Position annotation records:
★ ★ ★ ★
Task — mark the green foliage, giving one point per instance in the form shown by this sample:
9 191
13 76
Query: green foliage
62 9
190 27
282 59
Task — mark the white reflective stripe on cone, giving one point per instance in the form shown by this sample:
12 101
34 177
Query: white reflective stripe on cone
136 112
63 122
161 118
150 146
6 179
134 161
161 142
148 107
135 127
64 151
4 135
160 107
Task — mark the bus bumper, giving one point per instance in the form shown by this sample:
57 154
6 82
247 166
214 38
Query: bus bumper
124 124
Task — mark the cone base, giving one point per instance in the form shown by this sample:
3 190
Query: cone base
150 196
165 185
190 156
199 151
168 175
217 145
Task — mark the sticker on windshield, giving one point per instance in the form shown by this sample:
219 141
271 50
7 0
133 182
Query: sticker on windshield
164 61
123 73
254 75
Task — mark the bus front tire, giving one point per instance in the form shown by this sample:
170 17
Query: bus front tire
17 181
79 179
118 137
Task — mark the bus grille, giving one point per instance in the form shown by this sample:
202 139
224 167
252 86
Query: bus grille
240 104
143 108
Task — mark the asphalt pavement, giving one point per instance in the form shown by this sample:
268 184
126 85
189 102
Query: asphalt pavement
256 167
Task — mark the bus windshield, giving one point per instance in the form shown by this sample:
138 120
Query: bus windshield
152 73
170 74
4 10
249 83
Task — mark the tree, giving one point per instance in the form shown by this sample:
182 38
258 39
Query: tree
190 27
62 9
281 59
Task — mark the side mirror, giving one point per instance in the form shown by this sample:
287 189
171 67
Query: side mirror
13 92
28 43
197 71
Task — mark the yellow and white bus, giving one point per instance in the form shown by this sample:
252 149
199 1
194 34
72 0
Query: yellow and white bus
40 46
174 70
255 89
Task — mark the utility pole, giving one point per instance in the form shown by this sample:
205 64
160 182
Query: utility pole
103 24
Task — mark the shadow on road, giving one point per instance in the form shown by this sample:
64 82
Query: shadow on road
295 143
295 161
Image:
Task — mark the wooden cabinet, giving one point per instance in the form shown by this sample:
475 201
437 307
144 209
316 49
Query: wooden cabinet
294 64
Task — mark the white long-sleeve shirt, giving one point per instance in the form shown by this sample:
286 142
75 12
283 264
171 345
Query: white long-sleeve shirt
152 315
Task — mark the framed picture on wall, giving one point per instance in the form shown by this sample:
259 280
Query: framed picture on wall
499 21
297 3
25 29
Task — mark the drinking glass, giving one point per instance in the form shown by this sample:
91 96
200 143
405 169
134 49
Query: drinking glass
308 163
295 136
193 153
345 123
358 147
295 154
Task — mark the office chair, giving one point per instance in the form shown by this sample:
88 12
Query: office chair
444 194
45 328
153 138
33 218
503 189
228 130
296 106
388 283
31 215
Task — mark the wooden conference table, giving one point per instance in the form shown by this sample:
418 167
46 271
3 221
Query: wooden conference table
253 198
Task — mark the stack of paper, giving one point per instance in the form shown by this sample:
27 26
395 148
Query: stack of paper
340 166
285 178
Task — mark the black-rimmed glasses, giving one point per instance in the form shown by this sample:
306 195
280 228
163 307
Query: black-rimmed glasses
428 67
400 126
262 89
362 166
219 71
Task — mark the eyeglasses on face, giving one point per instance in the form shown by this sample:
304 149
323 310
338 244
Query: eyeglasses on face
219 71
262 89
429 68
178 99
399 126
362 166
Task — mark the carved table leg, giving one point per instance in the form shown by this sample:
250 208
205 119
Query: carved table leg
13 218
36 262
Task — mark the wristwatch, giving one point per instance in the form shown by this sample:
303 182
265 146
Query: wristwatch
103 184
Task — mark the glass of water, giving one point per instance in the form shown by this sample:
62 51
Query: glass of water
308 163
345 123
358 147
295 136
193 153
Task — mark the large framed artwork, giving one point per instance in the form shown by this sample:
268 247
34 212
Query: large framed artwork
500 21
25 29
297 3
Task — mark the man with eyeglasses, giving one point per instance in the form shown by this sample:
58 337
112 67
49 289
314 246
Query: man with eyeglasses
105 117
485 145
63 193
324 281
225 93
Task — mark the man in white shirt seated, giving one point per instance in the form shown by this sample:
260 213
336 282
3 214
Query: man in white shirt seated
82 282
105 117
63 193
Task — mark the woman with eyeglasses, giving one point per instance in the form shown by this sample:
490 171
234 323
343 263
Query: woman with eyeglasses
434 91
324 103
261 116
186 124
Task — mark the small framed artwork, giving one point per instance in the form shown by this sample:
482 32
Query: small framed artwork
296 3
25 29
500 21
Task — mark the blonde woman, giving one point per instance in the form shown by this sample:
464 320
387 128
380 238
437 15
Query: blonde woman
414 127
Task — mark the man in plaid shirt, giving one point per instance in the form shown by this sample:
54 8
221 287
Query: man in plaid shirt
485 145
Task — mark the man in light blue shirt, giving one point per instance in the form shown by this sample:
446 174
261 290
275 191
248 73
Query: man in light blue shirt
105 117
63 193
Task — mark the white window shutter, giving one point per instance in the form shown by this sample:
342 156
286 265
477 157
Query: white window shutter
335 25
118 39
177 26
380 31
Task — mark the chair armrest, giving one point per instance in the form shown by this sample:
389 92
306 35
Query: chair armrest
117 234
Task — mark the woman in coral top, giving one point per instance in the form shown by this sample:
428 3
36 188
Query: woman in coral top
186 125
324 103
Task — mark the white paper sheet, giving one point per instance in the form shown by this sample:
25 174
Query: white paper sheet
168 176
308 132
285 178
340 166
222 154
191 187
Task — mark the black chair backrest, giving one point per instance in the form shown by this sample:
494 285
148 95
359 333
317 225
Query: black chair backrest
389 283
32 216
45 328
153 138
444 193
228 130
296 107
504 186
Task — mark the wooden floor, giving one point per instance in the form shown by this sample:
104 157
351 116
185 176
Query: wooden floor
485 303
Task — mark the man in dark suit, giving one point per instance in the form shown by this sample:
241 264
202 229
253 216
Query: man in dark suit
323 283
★ ★ ★ ★
● What is being asked
Copy out the whole listing, exactly as written.

● Result of the task
Task — mark the green foliage, giving one point per instance in the form shown by this sample:
9 191
13 76
Query: green foliage
62 9
190 27
282 59
Task — mark the white reflective stripe on cone, giving one point per instance in the form shown by this sample:
12 101
34 177
Query: white reflective stripe on cone
136 112
63 122
161 118
150 146
6 179
134 161
161 142
148 107
135 127
64 151
4 135
160 107
Task — mark the bus bumper, giving one point per instance in the form shown by this sample:
57 154
6 82
247 166
214 38
Query: bus bumper
124 124
Task — mark the cone base, giving one point per instance in the form shown by this sample:
3 190
Query: cone base
150 196
165 185
190 156
199 151
168 175
217 145
Task — mark the sticker on windshield, giving one point per instance in the form shown by this sample:
219 141
271 50
7 0
133 182
Query: sticker on windshield
164 61
123 73
254 75
Task — mark the bus front tire, giving one point per instance in the form shown by this sample:
170 17
Query: bus front tire
17 181
79 179
118 137
Task — mark the bus grille, giving one point per instance in the form shown by this sample:
202 139
224 167
252 86
Query: bus grille
240 104
143 108
Task — mark the asphalt pavement, giving one point per instance in the form shown by this sample:
268 184
126 85
189 102
Query: asphalt pavement
256 167
Task — mark the bus windshield, giving one point per instance in the form shown by this sample:
138 120
Query: bus windshield
152 73
170 74
4 10
249 83
Task — mark the tree, giving one point per instance in the form shown by this sample:
182 38
258 39
Query: tree
190 27
62 9
281 59
Task — mark the side mirror, giving one point per instance in the form shown by this sample:
287 189
171 67
Query: side mirror
13 92
28 43
197 71
Task — mark the yellow and white bus, giving one point per instance in the form shown by this sample:
252 149
199 1
194 34
72 0
Query: yellow and white bus
40 46
174 70
255 89
Task — mark the utility pole, giving one point per instance in the form shown by this sample:
205 64
160 182
Query: utility pole
103 24
Task — mark the shadow on road, giving one point per instance in the form shown by this sample:
64 82
Query: shadow on road
295 143
295 161
Image:
Task — mark the wooden cabinet, giving one point per instance in the form shown by this sample:
475 201
437 307
144 209
316 49
Query: wooden cabinet
294 64
Task — mark the white long-sleeve shirt, giving one point per instance in the form shown by this sample:
286 142
75 12
283 264
171 345
Query: white long-sleeve shirt
152 315
Task — mark the framed picture on wall, giving one point per instance in the form shown by this sample:
259 280
Query: framed picture on wall
499 21
297 3
25 29
Task — mark the drinking glass, giving one point per instance in the form shown by this sample:
91 96
200 143
405 169
134 49
Query: drinking glass
308 163
295 136
193 153
345 123
358 147
295 154
Task — mark the office chair, giving one point per instance in the form shown by this sample:
88 12
Query: office chair
444 194
45 328
153 138
33 218
503 189
228 130
296 106
388 283
31 215
Task — mark the wooden conference table, giving one point per instance in the form shown by this sample:
418 167
46 271
3 221
Query: wooden conference table
253 198
Task — mark the stack of paper, giving one point per instance in the form shown by this sample:
27 26
395 148
Query: stack of paper
340 166
285 178
Task — mark the black-rimmed glasses, giving one point per instance in the form shown by this sample:
306 195
280 228
163 307
Query: black-rimmed glasses
428 67
400 126
262 89
362 166
219 71
Task — mark the eyeglasses on face, giving one point per instance in the form shown by this sample:
304 149
323 310
338 244
Query: eyeglasses on face
219 71
262 89
429 68
178 99
399 126
362 166
Task — mark the carved table leg, giving one point per instance in the form shown by this sample:
250 208
205 119
Query: carved table leg
13 218
36 262
Task — mark the wristwatch, giving one point per instance in the form shown by this sample:
303 182
265 146
Query: wristwatch
103 184
Task — mark the glass of water, giving one point per instance in the form shown by this sample:
62 51
Query: glass of water
308 163
345 123
358 147
295 136
193 153
Task — mark the large framed artwork, giving one point per instance in the form shown by this sample:
268 247
34 212
Query: large framed artwork
500 21
25 29
297 3
Task — mark the man with eyeglasses, giving one point per instance in the form shown by this sample:
58 337
112 67
49 289
314 246
Query: man with eyeglasses
105 117
485 145
63 193
324 281
225 93
Task — mark the man in white shirt seated, giving one point per instance in the form shown by this sample:
260 213
336 282
3 214
Query: man in white shirt seated
82 282
105 117
63 193
Task — mark the woman with eyeglasses, giving one point per instance in the form shown by this sample:
490 171
234 323
343 263
Query: woman with eyeglasses
434 91
324 103
261 116
186 124
Task — mark the small framed artwork, giving one point per instance in the form shown by this sample:
482 32
Query: small framed artwork
296 3
25 29
500 21
Task — mark the blonde woman, giving one point per instance in the form shown by this sample:
464 320
387 128
380 238
437 15
Query: blonde woman
414 127
Task — mark the man in plaid shirt, giving one point per instance in the form shown by this sample:
54 8
221 287
Query: man in plaid shirt
485 145
Task — mark the man in light blue shirt, giving one point per instance in the form shown by this sample:
446 174
261 290
275 191
248 73
Query: man in light blue shirt
105 117
63 193
Task — mark the white window shutter, giving one point per instance in the form shown by this sample:
342 156
286 265
477 157
Query: white window shutter
335 25
118 39
177 26
380 31
Task — mark the chair armrest, giving one point per instance in the form shown by this sample:
389 92
306 35
Query: chair armrest
117 234
Task — mark the woman in coral top, giving one point per instance in the form shown by this sample:
428 3
36 188
Query: woman in coral top
186 125
324 103
Task — mark the white paper sheet, giving one point per instance in the form shown by this sample:
25 174
Query: white paper sheet
168 176
308 132
285 178
340 166
222 154
191 187
Task — mark the black chair backrest, giving one point per instance in the form shown by this sample:
494 285
148 95
359 333
317 225
Query: black chair backrest
389 283
32 216
45 328
153 138
444 193
228 130
296 107
504 186
Task — mark the wooden floor, giving one point per instance in the form shown by this sample:
104 157
351 116
185 176
Query: wooden floor
485 303
Task — mark the man in dark suit, giving one point per instance in the form shown by this sample:
241 264
202 229
253 216
Query: man in dark suit
323 283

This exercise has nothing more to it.